## EXERCISE DESCRIPTION
The whole of the data must be transcribed exactly.

═════ INPUT

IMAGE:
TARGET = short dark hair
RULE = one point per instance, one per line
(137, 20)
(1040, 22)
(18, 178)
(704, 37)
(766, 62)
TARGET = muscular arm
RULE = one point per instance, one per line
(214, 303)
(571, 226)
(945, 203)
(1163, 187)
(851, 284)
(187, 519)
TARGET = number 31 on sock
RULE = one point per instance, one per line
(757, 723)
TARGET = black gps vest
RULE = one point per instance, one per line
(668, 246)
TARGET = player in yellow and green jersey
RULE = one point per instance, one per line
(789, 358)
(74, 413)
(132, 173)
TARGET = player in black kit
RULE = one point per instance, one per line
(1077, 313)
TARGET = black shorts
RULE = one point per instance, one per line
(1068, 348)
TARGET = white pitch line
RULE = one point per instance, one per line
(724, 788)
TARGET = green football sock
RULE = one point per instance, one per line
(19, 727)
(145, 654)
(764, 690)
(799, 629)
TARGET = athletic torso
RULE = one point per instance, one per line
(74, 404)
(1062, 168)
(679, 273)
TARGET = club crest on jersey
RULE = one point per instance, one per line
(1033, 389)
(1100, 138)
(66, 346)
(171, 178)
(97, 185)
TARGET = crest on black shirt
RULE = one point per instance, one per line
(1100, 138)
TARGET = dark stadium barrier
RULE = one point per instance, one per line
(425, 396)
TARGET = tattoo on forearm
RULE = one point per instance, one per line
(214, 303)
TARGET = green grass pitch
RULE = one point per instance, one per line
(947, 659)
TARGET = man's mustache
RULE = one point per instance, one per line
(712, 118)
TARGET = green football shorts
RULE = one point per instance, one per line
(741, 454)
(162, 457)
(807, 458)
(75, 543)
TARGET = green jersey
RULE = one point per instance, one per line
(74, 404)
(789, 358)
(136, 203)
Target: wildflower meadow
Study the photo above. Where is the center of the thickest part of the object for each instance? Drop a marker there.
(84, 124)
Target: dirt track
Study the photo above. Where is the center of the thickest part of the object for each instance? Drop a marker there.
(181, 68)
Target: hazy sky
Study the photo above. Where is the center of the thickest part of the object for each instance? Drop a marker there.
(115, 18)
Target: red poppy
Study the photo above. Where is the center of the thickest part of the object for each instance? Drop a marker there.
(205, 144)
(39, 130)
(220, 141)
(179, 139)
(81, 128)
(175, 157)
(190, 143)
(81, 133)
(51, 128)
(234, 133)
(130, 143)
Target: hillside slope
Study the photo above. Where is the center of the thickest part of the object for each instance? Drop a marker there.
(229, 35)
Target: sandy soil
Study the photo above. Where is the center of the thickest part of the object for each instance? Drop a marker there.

══════════

## RESPONSE AREA
IMAGE:
TARGET = short dark hair
RULE = one point per instance, one per line
(137, 20)
(1040, 22)
(18, 178)
(704, 37)
(766, 62)
TARGET = muscular arm
RULE = one point per instance, one per line
(214, 303)
(571, 226)
(945, 203)
(1163, 187)
(851, 284)
(187, 519)
TARGET = number 31 on sock
RULE = one point per instance, one per line
(757, 723)
TARGET = black gps vest
RULE = one point per instance, one per line
(668, 246)
TARGET = player in yellow and green jersey
RULE = one point per instance, one per line
(789, 358)
(74, 413)
(132, 173)
TARGET = player in black kit
RULE = one point per instance, one per line
(1077, 313)
TARGET = black shorts
RULE = one point per instance, one per line
(1068, 348)
TARGET = white pitch line
RULE = one point per instance, one per line
(724, 788)
TARGET = green football sock
RULE = one point per instance, one per line
(19, 727)
(145, 654)
(764, 690)
(799, 629)
TARGET = athletic torso
RULE = one point per instance, one per line
(74, 404)
(1062, 168)
(679, 273)
TARGET = club crest on jersey
RULE = one point per instance, one per line
(1033, 389)
(1100, 138)
(66, 346)
(171, 178)
(97, 185)
TARGET = crest on black shirt
RULE = one point per instance, one per line
(1100, 138)
TARGET = dark stadium barrier
RULE = one point per instance, one per line
(425, 396)
TARGET = tattoo on forearm
RULE = one point per instance, one per line
(214, 303)
TARGET = green grass pitch
RULE = one point per instance, one per line
(947, 659)
TARGET = man's mustache
RULE = one point per instance, one per line
(712, 118)
TARGET = green football shorts
RULE = one point per instance, one per line
(741, 454)
(162, 457)
(807, 458)
(75, 543)
TARGET = green jersey
RULE = one point per instance, one per line
(74, 404)
(789, 358)
(136, 203)
Target: wildflower meadow
Study the photo above. Where is the center of the thickest part of the object for each instance? Drop a marker there.
(84, 124)
Target: dirt track
Study the photo above. Where is the center of the thickest part of the object for each instance? Drop a marker there.
(181, 68)
Target: hazy sky
Study the photo above. Where is the center of the thickest part of the object for each instance? Drop a marker there.
(115, 18)
Target: red poppy
Study the photo above. Where is the center of the thickest part of the object for each instance? Drop a marker there.
(205, 144)
(39, 130)
(220, 141)
(179, 139)
(81, 128)
(175, 157)
(190, 143)
(81, 133)
(51, 128)
(234, 133)
(130, 143)
Target: hillside slope
Study the photo above. Where is the center of the thickest part of the object for each instance? Drop a marker there.
(229, 35)
Target: sandy soil
Study the photo above. Where is the center of the thickest part of the object for each instance? Drop a marker there.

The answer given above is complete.